- _BRIEF_
Convert the records from the line containing "Kindly give the mask of every instance of the white" through the end, inclusive, into a Markdown table with the columns Row and Text, numbering each line and omitting blank lines.

::::

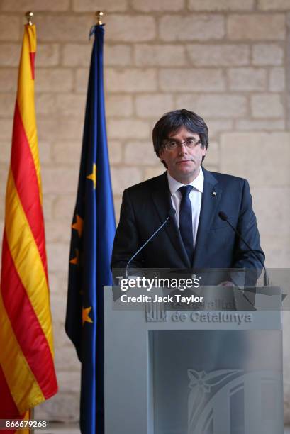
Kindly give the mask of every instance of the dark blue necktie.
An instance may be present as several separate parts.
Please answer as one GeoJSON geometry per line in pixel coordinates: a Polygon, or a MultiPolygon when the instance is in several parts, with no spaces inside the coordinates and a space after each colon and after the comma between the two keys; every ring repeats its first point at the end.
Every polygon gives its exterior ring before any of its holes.
{"type": "Polygon", "coordinates": [[[194,235],[189,193],[193,188],[192,185],[184,185],[179,189],[182,195],[179,208],[179,231],[191,263],[194,257],[194,235]]]}

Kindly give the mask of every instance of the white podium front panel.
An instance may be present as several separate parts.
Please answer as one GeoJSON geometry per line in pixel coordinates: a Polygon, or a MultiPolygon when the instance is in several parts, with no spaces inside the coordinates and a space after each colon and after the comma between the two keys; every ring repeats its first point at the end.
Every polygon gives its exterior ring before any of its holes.
{"type": "Polygon", "coordinates": [[[104,291],[106,434],[283,433],[280,312],[118,310],[104,291]]]}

::::

- _ANSWER TO THE TASK_
| Row | Text |
|---|---|
| 1 | Kindly give the mask of every instance of the white podium front panel. |
| 2 | An instance may be present as several separate parts. |
| 3 | Please answer as one GeoJSON geometry per line in pixel coordinates: a Polygon, or a MultiPolygon when the instance is in several parts, with no spaces inside the coordinates and a space after each colon and after the comma between the two keys; every ring repeats its first point at the end. |
| 4 | Every polygon gives its exterior ring before any of its holes. |
| 5 | {"type": "Polygon", "coordinates": [[[104,291],[106,434],[283,433],[280,312],[118,310],[104,291]]]} |